§ **TAREFA A**:
No texto sobre a dimensão relacional, quais são as características da experiência dialógica entre educador e educando? Liste todas.

§ **TRECHO DA FONTE**:
════════

Da dimensão relacional
O processo educacional, seja escolar, comunitário-eclesial ou popular, orienta-se pela máxima de que o ser humano e a sua dignificação são o meio e o fim da educação. A dignificação do ser humano, a partir da justificação pela graça de Deus, norteia a elaboração do projeto político-pedagógico, a construção curricular, a organização dos princípios e ações metodológicas e os critérios de avaliação.
Um dos princípios da dignificação do ser humano é o respeito à sua individualidade. Martim Lutero, baseado na sua compreensão da justificação por graça e fé, formula na introdução do Catecismo Menor: “a ninguém se pode e nem se deve obrigar à fé”. Em decorrência dessa compreensão, deve-se salvaguardar o direito à individualidade e promover a autonomia de pensamento, que consiste na capacidade de reflexão crítica, de discernimento e de tomada de decisões.
A relação entre educador e educando acontece através da experiência dialógica, que é caracterizada pelo saber ouvir, pelo respeito mútuo, pela cumplicidade e pela criticidade. A pessoa do educador atua como mediadora das relações pessoal e dos saberes científicos, teológicos e pedagógicos. Ela atua, também, como provocadora de novos processos de aprendizagem. Diante disso, a atuação do educador não se limita à tarefa de executar o processo educativo, mas integra a função profética, pois proclama a reconciliação da pessoa com Deus, com seus semelhantes, com a integralidade da criação e, em conseqüência, consigo mesma. Ao exercer a função profética, a pessoa do educador contribui com a construção de sinais do Reino de Deus e com a possibilidade de realização dos sonhos e desejos humanos.

════════

§ **TAREFA B**:
Nos registros abaixo, troque "rocky outcrop" por "rock formation" e deixe todo o resto igual. Não coloque as imagens na resposta.

(Parte de um arquivo de dados)

════════

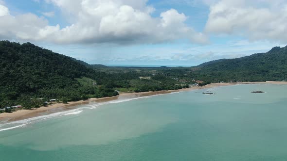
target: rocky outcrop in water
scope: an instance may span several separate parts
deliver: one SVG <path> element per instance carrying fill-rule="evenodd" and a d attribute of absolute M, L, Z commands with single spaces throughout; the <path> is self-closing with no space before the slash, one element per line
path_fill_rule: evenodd
<path fill-rule="evenodd" d="M 252 91 L 252 92 L 251 92 L 253 94 L 263 94 L 265 93 L 265 92 L 263 91 Z"/>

════════

§ **RESPOSTA A**:
- o saber ouvir
- o respeito mútuo
- a cumplicidade
- a criticidade

§ **RESPOSTA B**:
target: rock formation in water
scope: an instance may span several separate parts
deliver: one SVG <path> element per instance carrying fill-rule="evenodd" and a d attribute of absolute M, L, Z commands with single spaces throughout; the <path> is self-closing with no space before the slash, one element per line
path_fill_rule: evenodd
<path fill-rule="evenodd" d="M 252 91 L 252 92 L 251 92 L 253 94 L 263 94 L 265 93 L 265 92 L 263 91 Z"/>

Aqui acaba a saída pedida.